▶ _Set problem a_
Print verbatim the lines of the listing that follows the forum thread below, from the line with "Find the runner's right" up to and including the line with "column 87, row 74".

▶ _Excerpted text_
#####

# CCA What if item purchased near end of year? What if item breaks in second year?



## tsnbmm (Mar 27, 2018)

I'm reading through CRA website and my head is starting to spin a bit. 

Trying to understand how to do capital cost allowance and have a few questions.

I have several items $50 to $150 like cell phones, bluetooth headsets etc. 

1. do I total these up and keep them all in the same line of info if in the same class?
2. What if something breaks in eg. the 2nd year? Is there a way to write off the whole item or do I just get the eg. 30 percent from the first year/ two years?

I bought a car to use for deliveries mid december. Does the date matter/ do I need to specify that or am I still going to get the full 30 percent or whatever percent it is for that class (minus personal use)? (it was a car under $1000)

I realize I'm perhaps making it too complicated and some of the cheaper items could just be listed as current expenses but I'm trying to understand how to do it all correctly. 

Thank you


----------



## Jimmy (May 19, 2017)

For the car , if it is < $30K it goes in Class 10. Say car cost $1,000 incl taxes for ex. This is your initial underappreciated capital cost 'UCC'.

It gets a little complicated in the 1st year. There is the '1/2 year rule' and also prorating. So you take the 30% and the 1/2 year rule makes it only 15%. 

So UCC = $1,000, 1/2 yr rule = 30% x 1/2 x $1000 = $150

You would claim CCA for yr 1 = $150 in this ex.

https://www.canada.ca/en/revenue-ag...-discussion-capital-cost-allowance.html#p1_42

https://www.canada.ca/en/revenue-ag...t-allowance/classes-depreciable-property.html


----------



## Jimmy (May 19, 2017)

tsnbmm said:


> I'm reading through CRA website and my head is starting to spin a bit.
> 
> Trying to understand how to do capital cost allowance and have a few questions.
> 
> ...


Yes. Add them all up and all telephone equipment goes in class 8. 20%. Same rules 1/2 yr, prorating etc. 

https://www.canada.ca/en/revenue-ag...t-allowance/classes-depreciable-property.html


----------



## tsnbmm (Mar 27, 2018)

Jimmy said:


> For the car , if it is < $30K it goes in Class 10. Say car cost $1,000 incl taxes for ex. This is your initial underappreciated capital cost 'UCC'.
> 
> It gets a little complicated in the 1st year. There is the '1/2 year rule' and also prorating. So you take the 30% and the 1/2 year rule makes it only 15%. Then if you brought the car into service for say just the last 6 months, the amt is then prorated another 50%.

#####

▶ _Set problem b_
In the forum thread above, reproduce the passage from "2. What if something" up to and including "it all correctly.", substituting "service calls" for "deliveries".

#####

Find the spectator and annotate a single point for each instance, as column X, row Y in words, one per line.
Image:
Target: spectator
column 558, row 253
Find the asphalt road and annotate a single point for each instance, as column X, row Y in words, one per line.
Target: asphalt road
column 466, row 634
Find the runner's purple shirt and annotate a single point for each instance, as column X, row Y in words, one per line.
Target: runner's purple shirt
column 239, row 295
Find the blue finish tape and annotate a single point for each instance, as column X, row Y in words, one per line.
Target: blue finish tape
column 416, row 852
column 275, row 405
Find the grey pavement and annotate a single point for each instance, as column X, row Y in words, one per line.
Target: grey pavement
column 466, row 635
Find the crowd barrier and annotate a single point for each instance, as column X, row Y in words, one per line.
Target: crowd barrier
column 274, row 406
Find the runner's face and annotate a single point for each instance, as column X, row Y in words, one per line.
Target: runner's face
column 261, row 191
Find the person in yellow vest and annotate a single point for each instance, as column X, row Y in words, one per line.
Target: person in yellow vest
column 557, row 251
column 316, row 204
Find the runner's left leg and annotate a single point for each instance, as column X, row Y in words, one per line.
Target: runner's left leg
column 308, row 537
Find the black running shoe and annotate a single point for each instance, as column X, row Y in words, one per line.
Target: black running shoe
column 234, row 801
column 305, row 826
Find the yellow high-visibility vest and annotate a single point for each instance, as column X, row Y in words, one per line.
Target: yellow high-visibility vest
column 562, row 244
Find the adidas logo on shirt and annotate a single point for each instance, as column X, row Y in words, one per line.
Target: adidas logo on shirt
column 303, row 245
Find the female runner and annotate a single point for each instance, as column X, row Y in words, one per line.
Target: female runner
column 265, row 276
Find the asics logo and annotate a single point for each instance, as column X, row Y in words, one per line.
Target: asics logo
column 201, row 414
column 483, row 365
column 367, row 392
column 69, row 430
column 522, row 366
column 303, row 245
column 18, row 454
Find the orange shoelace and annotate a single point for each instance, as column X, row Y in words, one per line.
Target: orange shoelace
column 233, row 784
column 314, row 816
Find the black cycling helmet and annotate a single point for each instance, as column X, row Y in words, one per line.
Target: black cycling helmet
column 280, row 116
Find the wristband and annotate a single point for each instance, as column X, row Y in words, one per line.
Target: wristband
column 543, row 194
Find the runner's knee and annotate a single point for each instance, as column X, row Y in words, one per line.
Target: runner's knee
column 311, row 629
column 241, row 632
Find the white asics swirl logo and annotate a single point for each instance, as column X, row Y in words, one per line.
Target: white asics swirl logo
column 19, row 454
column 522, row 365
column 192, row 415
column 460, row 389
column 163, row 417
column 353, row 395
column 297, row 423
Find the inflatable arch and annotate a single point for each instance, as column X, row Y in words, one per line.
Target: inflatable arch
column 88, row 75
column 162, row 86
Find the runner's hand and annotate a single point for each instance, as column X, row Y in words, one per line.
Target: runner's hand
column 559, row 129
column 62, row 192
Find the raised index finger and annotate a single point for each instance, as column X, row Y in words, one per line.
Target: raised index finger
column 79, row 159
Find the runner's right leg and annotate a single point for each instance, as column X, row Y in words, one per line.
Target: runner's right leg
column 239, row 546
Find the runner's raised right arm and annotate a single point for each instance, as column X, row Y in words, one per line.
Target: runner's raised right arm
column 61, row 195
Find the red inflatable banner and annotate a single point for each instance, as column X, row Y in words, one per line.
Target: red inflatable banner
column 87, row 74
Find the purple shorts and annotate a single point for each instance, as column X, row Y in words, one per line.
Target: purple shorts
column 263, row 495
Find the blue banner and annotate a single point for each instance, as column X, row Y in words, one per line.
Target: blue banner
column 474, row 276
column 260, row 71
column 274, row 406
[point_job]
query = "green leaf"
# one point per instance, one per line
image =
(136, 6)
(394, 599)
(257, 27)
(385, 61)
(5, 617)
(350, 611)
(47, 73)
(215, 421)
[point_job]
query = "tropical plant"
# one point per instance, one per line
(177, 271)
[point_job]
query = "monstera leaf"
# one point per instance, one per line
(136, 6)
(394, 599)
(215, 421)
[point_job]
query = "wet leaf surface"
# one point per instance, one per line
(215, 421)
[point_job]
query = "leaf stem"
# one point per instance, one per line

#####

▶ _Worked answer a_
Find the runner's right leg and annotate a single point for each instance, as column X, row Y in words, one per line.
Target: runner's right leg
column 239, row 546
Find the runner's raised right arm and annotate a single point for each instance, as column X, row Y in words, one per line.
Target: runner's raised right arm
column 61, row 195
Find the red inflatable banner and annotate a single point for each instance, as column X, row Y in words, one per line.
Target: red inflatable banner
column 87, row 74

▶ _Worked answer b_
2. What if something breaks in eg. the 2nd year? Is there a way to write off the whole item or do I just get the eg. 30 percent from the first year/ two years?

I bought a car to use for service calls mid december. Does the date matter/ do I need to specify that or am I still going to get the full 30 percent or whatever percent it is for that class (minus personal use)? (it was a car under $1000)

I realize I'm perhaps making it too complicated and some of the cheaper items could just be listed as current expenses but I'm trying to understand how to do it all correctly.